Please check every line of the listing for "statue" and copy each line where it is found.

===== Data records =====

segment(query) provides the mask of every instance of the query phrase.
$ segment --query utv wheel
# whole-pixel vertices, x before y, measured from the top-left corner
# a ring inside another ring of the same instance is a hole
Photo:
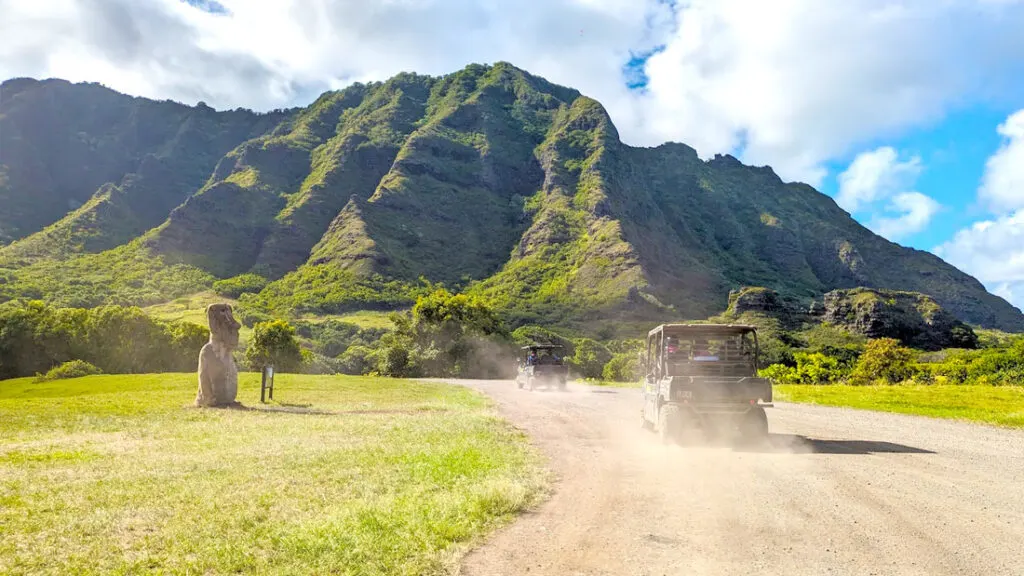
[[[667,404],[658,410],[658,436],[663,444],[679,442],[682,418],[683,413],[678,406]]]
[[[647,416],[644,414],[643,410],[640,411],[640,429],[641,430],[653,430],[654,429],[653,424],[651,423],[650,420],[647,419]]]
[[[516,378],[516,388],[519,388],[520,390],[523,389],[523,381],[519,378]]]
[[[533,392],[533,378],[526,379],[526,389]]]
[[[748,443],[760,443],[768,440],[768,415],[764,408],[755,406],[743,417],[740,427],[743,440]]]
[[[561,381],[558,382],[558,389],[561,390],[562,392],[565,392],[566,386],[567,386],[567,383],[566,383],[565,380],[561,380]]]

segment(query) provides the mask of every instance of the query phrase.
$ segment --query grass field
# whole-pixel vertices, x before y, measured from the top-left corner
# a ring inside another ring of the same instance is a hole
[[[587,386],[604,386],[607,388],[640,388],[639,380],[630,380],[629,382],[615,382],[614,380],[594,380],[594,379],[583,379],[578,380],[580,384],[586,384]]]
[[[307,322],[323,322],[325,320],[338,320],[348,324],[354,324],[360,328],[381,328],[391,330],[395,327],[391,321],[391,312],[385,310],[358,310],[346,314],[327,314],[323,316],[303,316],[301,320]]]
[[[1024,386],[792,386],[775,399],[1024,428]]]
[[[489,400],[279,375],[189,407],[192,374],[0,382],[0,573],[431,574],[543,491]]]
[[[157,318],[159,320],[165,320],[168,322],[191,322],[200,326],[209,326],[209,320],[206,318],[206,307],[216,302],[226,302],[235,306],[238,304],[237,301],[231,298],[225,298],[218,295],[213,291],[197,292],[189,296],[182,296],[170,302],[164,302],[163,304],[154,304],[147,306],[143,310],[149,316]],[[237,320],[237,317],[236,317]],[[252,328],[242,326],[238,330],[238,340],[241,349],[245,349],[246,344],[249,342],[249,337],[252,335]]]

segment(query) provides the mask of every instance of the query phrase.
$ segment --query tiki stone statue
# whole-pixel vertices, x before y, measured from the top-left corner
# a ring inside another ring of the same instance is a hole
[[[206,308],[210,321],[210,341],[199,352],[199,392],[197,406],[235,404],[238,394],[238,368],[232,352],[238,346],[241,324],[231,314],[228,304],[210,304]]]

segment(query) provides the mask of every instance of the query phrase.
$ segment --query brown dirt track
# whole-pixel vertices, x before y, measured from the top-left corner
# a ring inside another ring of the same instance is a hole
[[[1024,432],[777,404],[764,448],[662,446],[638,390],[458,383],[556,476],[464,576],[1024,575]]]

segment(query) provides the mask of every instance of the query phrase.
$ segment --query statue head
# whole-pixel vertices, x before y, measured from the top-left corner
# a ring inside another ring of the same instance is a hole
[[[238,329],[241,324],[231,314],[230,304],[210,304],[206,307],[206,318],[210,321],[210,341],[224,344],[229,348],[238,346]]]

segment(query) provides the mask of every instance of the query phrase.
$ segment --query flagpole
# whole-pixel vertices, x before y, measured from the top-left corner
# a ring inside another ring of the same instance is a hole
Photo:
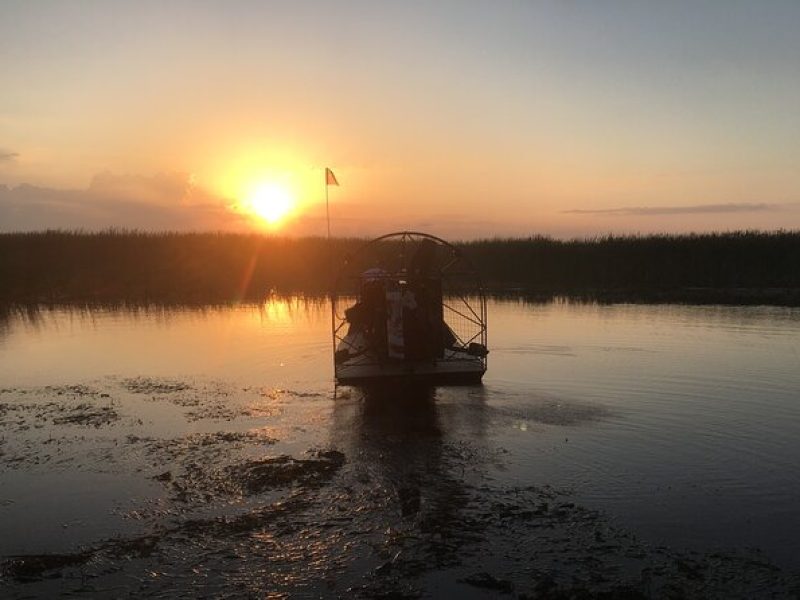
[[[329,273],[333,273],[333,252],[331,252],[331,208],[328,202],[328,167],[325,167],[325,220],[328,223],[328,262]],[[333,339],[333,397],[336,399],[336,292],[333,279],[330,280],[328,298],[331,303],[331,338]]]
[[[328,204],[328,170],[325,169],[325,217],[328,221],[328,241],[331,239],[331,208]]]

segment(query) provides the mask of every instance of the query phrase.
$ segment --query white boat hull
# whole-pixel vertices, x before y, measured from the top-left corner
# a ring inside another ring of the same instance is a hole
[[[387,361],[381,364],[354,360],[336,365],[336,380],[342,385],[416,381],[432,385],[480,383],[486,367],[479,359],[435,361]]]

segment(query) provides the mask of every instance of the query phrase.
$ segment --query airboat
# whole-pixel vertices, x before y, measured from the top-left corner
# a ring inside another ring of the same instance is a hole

=====

* [Exercise result]:
$ segment --query tiki stone statue
$ segment --query statue head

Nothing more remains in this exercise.